Ziel —
Prüfe bitte anhand des bereitgestellten Textes, ob diese Aussagen stimmen, und antworte jeweils mit Ja oder Nein samt den entscheidenden Worten als wörtlichem Zitat: 1. Feuerhahn war fast 21 Jahre bei der Polizeiinspektion Lüchow-Dannenberg tätig. 2. Feuerhahn wurde im November 2011 pensioniert. 3. Zuletzt war Feuerhahn Beauftragter für Jugendsachen und Prävention.

Bereitgestellter Text —
.....

Ein Erlebnisbericht vom Castor-Transport 2011.

Kriminalhauptkommissar a. D. Feuerhahn arbeitete bis zu seiner Pensionierung im November 2000 insgesamt fast 21 Jahre bei der damaligen Polizeiinspektion Lüchow-Dannenberg. Er hat unter anderem selbst junge Polizeibeamte ausgebildet und war zuletzt Beauftragter für Jugendsachen und Prävention. Er hat etliche Gorlebeneinsätze auf Seiten der Polizei mitgemacht.
Im Zusammenhang mit dem Castor-Transport 2011 geriet er am 27.11.2011 in eine mutmaßliche Polizeikontrollstelle - oder was auch immer das war.

.....

Material —
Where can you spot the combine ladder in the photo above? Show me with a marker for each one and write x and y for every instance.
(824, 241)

.....

Schriftliche Antwort —
1. Ja: „insgesamt fast 21 Jahre bei der damaligen Polizeiinspektion Lüchow-Dannenberg“
2. Nein: „bis zu seiner Pensionierung im November 2000“
3. Ja: „war zuletzt Beauftragter für Jugendsachen und Prävention“